Written instruction A: Collect every line of the rows below that contains the word "cloud".

Selected excerpt:
— Start —

Showing posts with label nonviolent transporatation. Show all posts
Showing posts with label nonviolent transporatation. Show all posts

Sunday, June 22, 2008

Riding the Rails

Pacific Surfliner starting out from San Luis Obispo, Thursday, June 19

Union Station, Los Angeles, Friday evening June 20


I’m writing this at 7:30 am on Saturday morning, the first day of summer, though I won’t be able to post it till later as there is no internet access on this train. I’m on the Southwest Chief traveling just east of Winslow, Arizona. The sun rose early, and the first thing I could see in its morning rays were the ponderosa pines near Flagstaff. Then an elk having breakfast near the tracks!

We got off to a rocky start last night as the train was delayed by more than an hour – the result of the flooding in the Midwest. On top of that, there were tons of screaming children waiting to board the train – the result of summer vacation, I guess. Los Angeles’ Union Station is an architectural gem, but not so relaxing to wait in, in the near 100 degree heat, and with loud voices telling us how delayed the trains were booming out of the speakers and echoing in the huge chamber of the main waiting room.

I was having second thoughts about my choice to take a train instead of flying to New Mexico, but all is forgiven this morning after a surprisingly restful night and a good breakfast in the dining car (“Railroad French Toast” and a sausage plus coffee). Sat at a dining table with a retired San Francisco policeman and a young man from Mexico soon to start a graduate degree in urban design and architecture at UC Berkeley.

I find it so soothing to feel the rocking motion of the train, the rhythm of the tracks going by underneath us, and the slow, leisurely pace of train travel. No one searches you before you get on a train, and most of your fellow passengers are here to enjoy the journey too… there was something very sweet about seeing adults carrying around their favorite pillows and blankets onto the train, and kids bringing their stuffed elephants, bears, etc. Trains will definitely be a highlight of my nascent Center for Nonviolent Transportation!

— End —

Records for this exercise:
— Start —

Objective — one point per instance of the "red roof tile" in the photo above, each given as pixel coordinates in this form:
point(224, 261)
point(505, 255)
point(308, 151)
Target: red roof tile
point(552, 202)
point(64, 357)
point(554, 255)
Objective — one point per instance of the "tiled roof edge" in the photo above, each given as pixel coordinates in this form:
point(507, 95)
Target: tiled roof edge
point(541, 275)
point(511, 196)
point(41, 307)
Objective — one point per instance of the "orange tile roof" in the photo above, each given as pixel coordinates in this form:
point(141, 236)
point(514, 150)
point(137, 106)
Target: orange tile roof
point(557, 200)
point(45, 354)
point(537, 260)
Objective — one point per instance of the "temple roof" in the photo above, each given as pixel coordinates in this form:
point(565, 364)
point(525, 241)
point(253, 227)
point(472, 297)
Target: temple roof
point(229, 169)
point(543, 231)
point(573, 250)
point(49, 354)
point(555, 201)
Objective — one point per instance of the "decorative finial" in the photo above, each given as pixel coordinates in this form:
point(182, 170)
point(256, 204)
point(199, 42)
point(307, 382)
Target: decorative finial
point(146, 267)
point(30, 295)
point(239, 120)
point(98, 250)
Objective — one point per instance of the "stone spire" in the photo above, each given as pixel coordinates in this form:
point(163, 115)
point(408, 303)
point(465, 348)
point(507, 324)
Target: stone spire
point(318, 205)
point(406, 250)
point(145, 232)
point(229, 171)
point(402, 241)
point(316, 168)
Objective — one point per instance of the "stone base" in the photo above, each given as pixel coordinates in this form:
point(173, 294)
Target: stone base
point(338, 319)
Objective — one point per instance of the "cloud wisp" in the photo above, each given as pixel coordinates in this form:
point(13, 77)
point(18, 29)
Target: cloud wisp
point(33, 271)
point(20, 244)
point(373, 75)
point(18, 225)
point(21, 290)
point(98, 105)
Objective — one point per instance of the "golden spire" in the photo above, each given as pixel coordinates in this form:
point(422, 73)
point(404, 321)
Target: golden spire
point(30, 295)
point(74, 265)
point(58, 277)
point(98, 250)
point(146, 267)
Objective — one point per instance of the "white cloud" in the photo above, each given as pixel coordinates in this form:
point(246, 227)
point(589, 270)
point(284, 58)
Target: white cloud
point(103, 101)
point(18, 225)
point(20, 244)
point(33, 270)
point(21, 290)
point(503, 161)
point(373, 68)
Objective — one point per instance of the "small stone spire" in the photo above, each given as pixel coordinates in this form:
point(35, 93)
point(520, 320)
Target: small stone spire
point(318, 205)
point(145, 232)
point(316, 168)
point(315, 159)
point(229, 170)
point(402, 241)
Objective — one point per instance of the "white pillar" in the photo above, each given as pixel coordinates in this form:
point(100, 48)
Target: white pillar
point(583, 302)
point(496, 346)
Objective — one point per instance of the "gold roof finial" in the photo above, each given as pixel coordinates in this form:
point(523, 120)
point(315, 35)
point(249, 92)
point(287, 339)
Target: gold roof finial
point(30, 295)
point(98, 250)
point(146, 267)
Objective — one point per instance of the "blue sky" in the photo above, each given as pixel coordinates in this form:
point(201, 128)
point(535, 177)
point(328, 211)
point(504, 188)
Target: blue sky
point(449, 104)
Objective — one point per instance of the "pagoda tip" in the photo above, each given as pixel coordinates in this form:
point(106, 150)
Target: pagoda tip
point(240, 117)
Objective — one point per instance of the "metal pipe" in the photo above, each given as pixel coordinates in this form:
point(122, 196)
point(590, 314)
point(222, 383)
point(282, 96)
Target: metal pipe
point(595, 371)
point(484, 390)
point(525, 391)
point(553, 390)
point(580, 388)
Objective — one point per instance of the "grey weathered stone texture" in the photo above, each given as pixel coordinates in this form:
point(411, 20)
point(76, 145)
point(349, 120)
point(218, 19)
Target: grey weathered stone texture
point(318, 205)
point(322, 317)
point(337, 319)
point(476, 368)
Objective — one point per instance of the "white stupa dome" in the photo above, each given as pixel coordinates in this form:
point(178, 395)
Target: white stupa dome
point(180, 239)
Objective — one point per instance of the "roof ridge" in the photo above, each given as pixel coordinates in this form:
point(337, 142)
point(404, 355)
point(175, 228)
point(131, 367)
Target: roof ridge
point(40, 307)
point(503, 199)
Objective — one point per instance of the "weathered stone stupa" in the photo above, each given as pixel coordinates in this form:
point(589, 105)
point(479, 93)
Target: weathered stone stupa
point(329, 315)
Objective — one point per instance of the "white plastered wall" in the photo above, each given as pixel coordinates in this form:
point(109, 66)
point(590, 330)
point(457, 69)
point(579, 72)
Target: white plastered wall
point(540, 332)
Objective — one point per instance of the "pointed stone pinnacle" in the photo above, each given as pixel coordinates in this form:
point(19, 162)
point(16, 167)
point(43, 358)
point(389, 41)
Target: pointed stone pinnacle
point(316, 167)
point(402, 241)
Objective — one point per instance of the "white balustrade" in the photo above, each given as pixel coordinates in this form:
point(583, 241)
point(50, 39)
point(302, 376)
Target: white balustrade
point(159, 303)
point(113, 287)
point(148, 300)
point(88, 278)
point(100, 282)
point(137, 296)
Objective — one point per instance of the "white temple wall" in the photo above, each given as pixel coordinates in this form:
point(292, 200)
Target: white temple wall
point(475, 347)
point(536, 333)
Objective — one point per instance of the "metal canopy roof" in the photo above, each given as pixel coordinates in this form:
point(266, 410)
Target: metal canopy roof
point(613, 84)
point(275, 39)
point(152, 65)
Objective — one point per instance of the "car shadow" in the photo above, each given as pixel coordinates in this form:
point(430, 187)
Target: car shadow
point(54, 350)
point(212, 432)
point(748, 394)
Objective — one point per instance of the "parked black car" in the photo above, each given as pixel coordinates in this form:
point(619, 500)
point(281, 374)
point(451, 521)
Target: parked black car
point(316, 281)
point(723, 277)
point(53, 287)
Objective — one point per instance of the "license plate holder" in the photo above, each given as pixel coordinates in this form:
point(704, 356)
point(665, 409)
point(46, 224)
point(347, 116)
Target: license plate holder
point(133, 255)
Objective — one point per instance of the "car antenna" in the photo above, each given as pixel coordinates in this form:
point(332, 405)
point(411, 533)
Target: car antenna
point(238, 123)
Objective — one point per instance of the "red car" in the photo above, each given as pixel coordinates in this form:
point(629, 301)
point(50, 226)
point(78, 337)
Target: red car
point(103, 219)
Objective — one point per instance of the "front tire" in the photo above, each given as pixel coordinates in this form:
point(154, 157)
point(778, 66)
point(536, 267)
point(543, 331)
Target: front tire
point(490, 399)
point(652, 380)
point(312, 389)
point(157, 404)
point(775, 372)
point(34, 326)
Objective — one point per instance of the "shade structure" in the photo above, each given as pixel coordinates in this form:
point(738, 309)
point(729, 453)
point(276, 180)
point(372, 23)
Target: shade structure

— End —

Written instruction B: Summarize the train-travel post above in two sentences.

Written solution A:
Objective — one point per instance of the "cloud wisp" in the photo above, each given as pixel coordinates in this form:
Target: cloud wisp
Objective — one point per instance of the "white cloud" in the photo above, each given as pixel coordinates in this form:
Target: white cloud

Written solution B: The writer describes a train trip to New Mexico that got off to a rocky start at Los Angeles' Union Station, where the train was delayed more than an hour by flooding in the Midwest and the waiting room was hot and loud. After a surprisingly restful night and a good breakfast in the dining car, the writer praises the soothing rhythm and leisurely pace of train travel and says trains will be a highlight of the nascent Center for Nonviolent Transportation.